» **What the task requires**
In the entries, find all lines that hold the word "light" and copy them.

--- Dataset extract ---

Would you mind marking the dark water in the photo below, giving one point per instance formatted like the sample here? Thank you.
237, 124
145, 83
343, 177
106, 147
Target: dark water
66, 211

---
--- Dataset extract ---

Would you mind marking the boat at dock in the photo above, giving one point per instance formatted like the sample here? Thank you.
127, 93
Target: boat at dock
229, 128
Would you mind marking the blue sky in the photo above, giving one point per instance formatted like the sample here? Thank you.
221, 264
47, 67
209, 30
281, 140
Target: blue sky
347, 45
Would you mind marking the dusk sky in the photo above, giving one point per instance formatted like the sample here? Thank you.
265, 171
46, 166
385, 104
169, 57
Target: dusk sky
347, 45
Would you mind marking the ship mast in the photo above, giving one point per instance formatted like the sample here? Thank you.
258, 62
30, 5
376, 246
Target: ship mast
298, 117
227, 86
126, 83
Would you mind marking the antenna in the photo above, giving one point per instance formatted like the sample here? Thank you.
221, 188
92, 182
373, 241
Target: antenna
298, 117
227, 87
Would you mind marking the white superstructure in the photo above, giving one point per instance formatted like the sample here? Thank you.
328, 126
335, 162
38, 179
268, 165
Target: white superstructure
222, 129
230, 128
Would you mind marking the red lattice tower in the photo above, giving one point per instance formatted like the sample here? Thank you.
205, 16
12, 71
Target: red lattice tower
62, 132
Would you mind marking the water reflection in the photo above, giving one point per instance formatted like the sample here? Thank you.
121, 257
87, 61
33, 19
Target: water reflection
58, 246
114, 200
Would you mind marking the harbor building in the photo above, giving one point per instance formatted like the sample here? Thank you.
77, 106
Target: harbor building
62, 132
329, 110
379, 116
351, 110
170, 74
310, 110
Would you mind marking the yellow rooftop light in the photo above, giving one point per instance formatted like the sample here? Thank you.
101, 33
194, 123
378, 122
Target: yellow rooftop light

---

» **Output of the task**
Would you mind marking the yellow rooftop light in the photo above, giving one point per instance formatted like the sample here? Thank you.
Target: yellow rooftop light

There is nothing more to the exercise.